WHAT YOU NEED TO DO>
Among the entries, which lines carry the string "hill"? Copy every one.

[Saved entries]
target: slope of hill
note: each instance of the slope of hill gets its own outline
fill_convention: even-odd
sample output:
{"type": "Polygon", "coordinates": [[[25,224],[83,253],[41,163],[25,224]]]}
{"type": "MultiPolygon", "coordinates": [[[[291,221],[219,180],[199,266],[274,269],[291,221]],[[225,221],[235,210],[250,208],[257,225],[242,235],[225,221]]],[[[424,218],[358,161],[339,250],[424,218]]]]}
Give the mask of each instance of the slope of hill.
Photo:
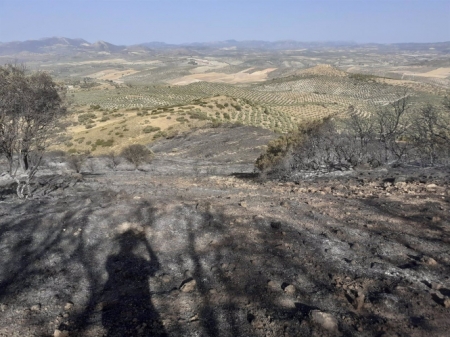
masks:
{"type": "Polygon", "coordinates": [[[0,335],[447,336],[450,172],[255,182],[272,136],[197,130],[143,171],[50,161],[26,202],[0,177],[0,335]]]}
{"type": "Polygon", "coordinates": [[[159,108],[106,110],[91,106],[77,110],[68,121],[71,126],[57,137],[51,149],[69,153],[90,151],[98,155],[119,152],[130,144],[149,144],[160,138],[173,138],[206,125],[242,124],[266,129],[290,129],[295,119],[244,99],[214,96],[190,104],[159,108]],[[292,120],[291,120],[292,119],[292,120]]]}
{"type": "MultiPolygon", "coordinates": [[[[114,73],[125,83],[145,74],[126,69],[98,74],[114,73]]],[[[246,85],[201,81],[171,86],[111,86],[109,80],[96,77],[104,84],[72,91],[75,125],[61,138],[64,141],[59,142],[60,149],[104,153],[210,123],[239,123],[287,133],[306,120],[346,114],[349,110],[369,115],[403,97],[406,88],[413,109],[439,103],[438,96],[416,90],[421,89],[418,85],[350,74],[329,65],[246,85]]]]}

RESPONSE TO THIS EXERCISE>
target: slope of hill
note: each instance of the slope of hill gets its own outline
Give the mask of each instance of the slope of hill.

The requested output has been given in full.